> **TEXTE DE LA PAGE**:
« En tant que société, nous devons garantir à la future génération de personnes ayant une déficience intellectuelle que nous ne créerons plus jamais d’institutions. »

Janet Forbes, directrice exécutive, Inclusion Winnipeg

Chaque année, les Nations Unies organisent la Conférence des États parties (CEP), réunissant  tous les pays signataires de la Convention des Nations Unies relative aux droits des personnes handicapées (CDPH) et qui ont accepté de la respecter.   Cette conférence donne aux pays la chance d’échanger des informations et de discuter des problèmes rencontrés lors de l’application du traité.  

Cette année, de concert avec Personnes d’Abord du Canada et Inclusion International,  Inclusion Canada a animé une session sur l’expérience Canadienne en matière de désinstitutionnalisation – aider les personnes ayant une déficience intellectuelle à sortir des institutions et à occuper leur juste place dans nos collectivités. 

Donc, qu’est-ce qu’une institution?  En voici notre définion :

Une institution est un établissement où les personnes étiquetées de déficientes intellectuelles, sont isolées, ségréguées et/ou rassemblées.

Dans ces centres, les personnes ayant une déficience intellectuelle ne sont pas autorisées à contrôler leur propre vie

Une institution ne se définit pas simplement par sa taille.

Le Canada s’est attaqué à la désinstitutionnalisation il y a plus de cinquante(50)  ans.  Pendant ce temps, nous avons beaucoup appris sur ce qui fonctionnait et ce qui ne fonctionnait pas. 

Pendant notre session de la CEP, des survivants des institutions et des allies ayant participé à la fermeture de ces établissements, ont dévoilé ce qu’ils ont appris, notamment :

  • L’importance d’impliquer les champions de l’intégration communautaire  – des gens de vision, passion et leadership.  Selon Gordon Fletcher, coprésident de la Deinstitutionalization Task Force, ces champions « ont osé rêver à la citoyenneté à part égale des personnes handicapées afin qu’elles deviennent des membres actifs et de la société. »
  • Prioriser d’abord les besoins et les préférences des personnes en situation de handicap. Ce qui implique d’aider les personnes à choisir où elles veulent vivre et avec qui et de déterminer leur parcours de vie.  C’est un processus continu et non pas un exercice ponctuel de planification.  
  • Respecter les expériences et les rôles des familles – Savez-vous que pendant des années, les professionnels ont déclaré aux familles que le placement institutionnel était la meilleure décision? Ne nous étonnons pas alors de la colère, de la méfiance et du sentiment de trahison qu’éprouvent les familles à l’égard des systèmes de prestation de services. Nombre d’entre elles s’inquiètent d’un manque de soutien adéquat pour leur être cher ou d’une écrasante responsabilité familiale.  Les familles doivent participer au processus de désinstitutionnalisation afin d’apaiser leurs craintes. 

« La sombre incertitude entourant la fermeture de Valley View s’est soldée par un avenir plein de rêves et de Possibilités. »

> **DONNÉES SOURCES**:
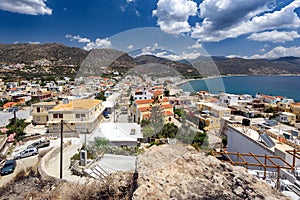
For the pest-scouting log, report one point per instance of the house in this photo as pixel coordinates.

> **EXERCICES À FAIRE**:
1. Dans le texte sur la désinstitutionnalisation, quels enseignements présentés lors de la session de la CEP la liste à puces énumère-t-elle ? Donnez la phrase d'ouverture de chacun.
2. Reproduisez le passage du texte sur la désinstitutionnalisation qui va de « Cette année, de » à « par sa taille. », ces deux extrémités comprises.

> **RÉPONSES ATTENDUES**:
1.
- L'importance d'impliquer les champions de l'intégration communautaire
- Prioriser d'abord les besoins et les préférences des personnes en situation de handicap
- Respecter les expériences et les rôles des familles

2.
Cette année, de concert avec Personnes d’Abord du Canada et Inclusion International,  Inclusion Canada a animé une session sur l’expérience Canadienne en matière de désinstitutionnalisation – aider les personnes ayant une déficience intellectuelle à sortir des institutions et à occuper leur juste place dans nos collectivités. 

Donc, qu’est-ce qu’une institution?  En voici notre définion :

Une institution est un établissement où les personnes étiquetées de déficientes intellectuelles, sont isolées, ségréguées et/ou rassemblées.

Dans ces centres, les personnes ayant une déficience intellectuelle ne sont pas autorisées à contrôler leur propre vie

Une institution ne se définit pas simplement par sa taille.